- Exercise description -
Starting with the line that has "Would you please pick out the concrete" in it, repeat every line through the last one, word for word, and give nothing more.

Dataset records about object locations:
——

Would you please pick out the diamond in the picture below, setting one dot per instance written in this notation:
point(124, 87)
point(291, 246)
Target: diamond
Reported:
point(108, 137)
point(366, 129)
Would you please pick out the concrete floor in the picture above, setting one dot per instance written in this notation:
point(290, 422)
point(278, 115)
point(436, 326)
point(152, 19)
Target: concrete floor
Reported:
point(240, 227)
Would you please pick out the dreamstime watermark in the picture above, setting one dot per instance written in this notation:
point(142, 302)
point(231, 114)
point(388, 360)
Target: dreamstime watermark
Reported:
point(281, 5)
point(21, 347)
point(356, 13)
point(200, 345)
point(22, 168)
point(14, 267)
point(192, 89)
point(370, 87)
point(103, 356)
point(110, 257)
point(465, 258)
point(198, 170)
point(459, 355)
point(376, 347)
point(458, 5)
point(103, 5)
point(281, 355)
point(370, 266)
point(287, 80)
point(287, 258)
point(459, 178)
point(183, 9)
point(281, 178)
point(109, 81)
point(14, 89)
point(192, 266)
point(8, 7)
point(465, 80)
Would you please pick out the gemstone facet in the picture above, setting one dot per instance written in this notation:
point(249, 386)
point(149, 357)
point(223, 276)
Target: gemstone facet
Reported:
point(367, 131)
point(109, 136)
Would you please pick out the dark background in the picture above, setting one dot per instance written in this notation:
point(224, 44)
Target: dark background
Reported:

——

- Exercise solution -
Would you please pick out the concrete floor in the picture above, setting one dot per instance written in this notation:
point(290, 422)
point(278, 115)
point(436, 326)
point(152, 19)
Target: concrete floor
Reported:
point(240, 227)
Would you please pick out the dreamstime watermark in the picture above, setting one dot per instance written in this notation:
point(142, 302)
point(231, 114)
point(388, 360)
Target: dreamstime watermark
Reported:
point(281, 5)
point(21, 347)
point(356, 13)
point(200, 345)
point(22, 168)
point(14, 267)
point(192, 89)
point(370, 87)
point(103, 356)
point(110, 257)
point(465, 258)
point(198, 170)
point(459, 355)
point(376, 347)
point(458, 5)
point(103, 5)
point(281, 355)
point(370, 266)
point(287, 80)
point(287, 258)
point(459, 178)
point(183, 9)
point(281, 178)
point(109, 81)
point(14, 89)
point(192, 266)
point(8, 7)
point(465, 80)
Would you please pick out the gemstone facet in the picture above, setting one dot per instance written in this notation:
point(249, 386)
point(149, 357)
point(223, 276)
Target: gemstone facet
Reported:
point(367, 131)
point(109, 136)
Would you please pick out the dark background in the picture above, setting one dot per instance written in this notation:
point(224, 44)
Target: dark background
Reported:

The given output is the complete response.